### Istruzioni
Elenca tutti gli articoli di legge richiamati nel brano citato qui sotto, indicando per ciascuno la fonte normativa a cui appartiene.

### Brano citato

■ ■ ■

Sul punto perciò la sentenza impugnata risulta motivata in modo giuridicamente corretto.

2) Col secondo motivo il ricorrente denunzia violazione e/o falsa applicazione del D.P.R. n. 917 del 1986, artt. 16, 17 e 18, in relazione all’art. 360 c.p.c., n. 3 giacche il giudice del gravame non ha considerato che l’indennità corrisposta dall’ente previdenziale al contribuente era costituita pure dall’aliquota del 2% corrisposta da lui sugli emolumenti percepiti, e che perciò non poteva costituire reddito ai fini della tassazione per irpef, alla stregua di quanto previsto per i dipendenti pubblici, pena l’incostituzionalità della relativa disciplina, con conseguente trasmissione degli atti alla Consulta per l’esame di legittimità della relativa normativa.

La censura non va condivisa.

■ ■ ■

[Voci di dati archiviate]
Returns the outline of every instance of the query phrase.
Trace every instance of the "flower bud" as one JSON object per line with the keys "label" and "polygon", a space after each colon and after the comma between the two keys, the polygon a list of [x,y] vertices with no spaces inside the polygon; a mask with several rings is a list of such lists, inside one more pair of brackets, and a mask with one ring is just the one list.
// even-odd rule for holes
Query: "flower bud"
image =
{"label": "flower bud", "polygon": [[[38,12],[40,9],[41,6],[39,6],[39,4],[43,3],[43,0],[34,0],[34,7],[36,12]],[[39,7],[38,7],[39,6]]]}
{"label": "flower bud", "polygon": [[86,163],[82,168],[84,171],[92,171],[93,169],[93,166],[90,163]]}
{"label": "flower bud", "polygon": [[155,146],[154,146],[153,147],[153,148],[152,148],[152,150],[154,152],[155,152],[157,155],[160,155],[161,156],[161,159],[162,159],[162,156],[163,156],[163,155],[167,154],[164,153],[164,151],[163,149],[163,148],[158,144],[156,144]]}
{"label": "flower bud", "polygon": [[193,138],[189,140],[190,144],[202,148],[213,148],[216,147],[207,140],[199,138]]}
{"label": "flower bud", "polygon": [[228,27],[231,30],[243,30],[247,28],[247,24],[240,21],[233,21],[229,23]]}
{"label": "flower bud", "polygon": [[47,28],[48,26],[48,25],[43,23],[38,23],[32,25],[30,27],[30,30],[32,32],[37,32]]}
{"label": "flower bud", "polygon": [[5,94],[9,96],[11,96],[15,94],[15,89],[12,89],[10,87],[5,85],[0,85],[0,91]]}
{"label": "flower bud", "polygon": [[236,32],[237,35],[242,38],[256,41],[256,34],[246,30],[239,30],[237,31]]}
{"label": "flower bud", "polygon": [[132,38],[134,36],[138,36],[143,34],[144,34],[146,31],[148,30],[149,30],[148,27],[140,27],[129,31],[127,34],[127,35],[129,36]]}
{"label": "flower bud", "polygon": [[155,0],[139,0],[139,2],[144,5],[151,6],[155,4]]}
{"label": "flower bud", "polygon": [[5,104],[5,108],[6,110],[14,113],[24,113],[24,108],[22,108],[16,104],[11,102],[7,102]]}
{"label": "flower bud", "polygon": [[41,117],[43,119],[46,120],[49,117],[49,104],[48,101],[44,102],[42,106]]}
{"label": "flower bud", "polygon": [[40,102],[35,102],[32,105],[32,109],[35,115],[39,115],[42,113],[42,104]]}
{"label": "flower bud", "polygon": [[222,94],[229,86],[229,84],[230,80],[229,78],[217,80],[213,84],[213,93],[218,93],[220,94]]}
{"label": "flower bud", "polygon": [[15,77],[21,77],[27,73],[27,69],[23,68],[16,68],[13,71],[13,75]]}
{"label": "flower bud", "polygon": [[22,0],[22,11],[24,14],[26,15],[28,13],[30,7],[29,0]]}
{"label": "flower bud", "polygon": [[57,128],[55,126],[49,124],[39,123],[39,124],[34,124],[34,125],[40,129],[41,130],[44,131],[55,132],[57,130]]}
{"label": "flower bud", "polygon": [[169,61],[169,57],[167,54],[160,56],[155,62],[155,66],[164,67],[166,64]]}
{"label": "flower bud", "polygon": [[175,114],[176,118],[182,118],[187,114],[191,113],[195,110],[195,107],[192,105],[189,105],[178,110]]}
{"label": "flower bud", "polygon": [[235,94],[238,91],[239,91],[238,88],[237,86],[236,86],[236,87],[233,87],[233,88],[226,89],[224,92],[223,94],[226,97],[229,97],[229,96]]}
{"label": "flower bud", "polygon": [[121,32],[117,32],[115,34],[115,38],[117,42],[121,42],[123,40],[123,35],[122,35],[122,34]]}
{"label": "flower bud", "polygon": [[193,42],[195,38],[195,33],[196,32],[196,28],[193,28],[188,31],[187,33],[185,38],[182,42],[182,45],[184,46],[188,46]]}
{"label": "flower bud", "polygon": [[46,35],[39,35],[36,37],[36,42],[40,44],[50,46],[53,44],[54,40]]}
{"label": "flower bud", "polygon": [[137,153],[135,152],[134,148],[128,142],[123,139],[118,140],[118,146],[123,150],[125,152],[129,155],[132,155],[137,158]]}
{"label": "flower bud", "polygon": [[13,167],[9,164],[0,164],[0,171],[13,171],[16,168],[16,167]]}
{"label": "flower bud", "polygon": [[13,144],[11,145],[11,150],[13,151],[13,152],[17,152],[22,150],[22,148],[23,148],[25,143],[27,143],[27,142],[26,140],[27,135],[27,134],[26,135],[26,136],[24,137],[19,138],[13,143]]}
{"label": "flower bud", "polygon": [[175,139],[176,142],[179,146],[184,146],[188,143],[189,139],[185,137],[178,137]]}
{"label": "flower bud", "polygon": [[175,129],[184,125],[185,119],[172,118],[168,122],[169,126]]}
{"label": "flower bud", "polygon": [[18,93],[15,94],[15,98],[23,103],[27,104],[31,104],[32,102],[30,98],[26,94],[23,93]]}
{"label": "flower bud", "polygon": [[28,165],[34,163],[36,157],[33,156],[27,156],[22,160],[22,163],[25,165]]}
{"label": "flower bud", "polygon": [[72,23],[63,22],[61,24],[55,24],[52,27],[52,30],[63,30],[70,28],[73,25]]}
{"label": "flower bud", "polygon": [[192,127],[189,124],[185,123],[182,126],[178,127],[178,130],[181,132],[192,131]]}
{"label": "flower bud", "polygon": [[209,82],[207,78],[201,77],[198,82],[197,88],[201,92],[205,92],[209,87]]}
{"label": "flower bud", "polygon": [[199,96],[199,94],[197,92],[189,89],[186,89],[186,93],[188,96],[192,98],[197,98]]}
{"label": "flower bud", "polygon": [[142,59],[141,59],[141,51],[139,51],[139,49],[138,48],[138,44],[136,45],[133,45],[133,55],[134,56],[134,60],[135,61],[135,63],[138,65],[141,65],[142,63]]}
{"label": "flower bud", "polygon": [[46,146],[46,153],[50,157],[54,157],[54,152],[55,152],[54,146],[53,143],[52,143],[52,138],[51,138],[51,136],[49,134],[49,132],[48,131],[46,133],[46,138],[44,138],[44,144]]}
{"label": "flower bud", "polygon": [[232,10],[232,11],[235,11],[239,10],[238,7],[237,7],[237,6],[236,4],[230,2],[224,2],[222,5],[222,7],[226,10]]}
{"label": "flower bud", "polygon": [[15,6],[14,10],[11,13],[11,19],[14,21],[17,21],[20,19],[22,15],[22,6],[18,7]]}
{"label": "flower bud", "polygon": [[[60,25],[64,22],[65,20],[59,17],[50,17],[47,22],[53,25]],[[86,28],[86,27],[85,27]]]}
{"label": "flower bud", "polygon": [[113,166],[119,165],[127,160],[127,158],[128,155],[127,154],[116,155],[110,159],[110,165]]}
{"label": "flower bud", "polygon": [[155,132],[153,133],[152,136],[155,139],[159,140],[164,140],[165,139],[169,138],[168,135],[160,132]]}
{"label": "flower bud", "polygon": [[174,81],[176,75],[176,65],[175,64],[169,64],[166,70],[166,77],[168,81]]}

■ ■ ■

### La tua risposta
- art. 16 del D.P.R. n. 917 del 1986
- art. 17 del D.P.R. n. 917 del 1986
- art. 18 del D.P.R. n. 917 del 1986
- art. 360 c.p.c., n. 3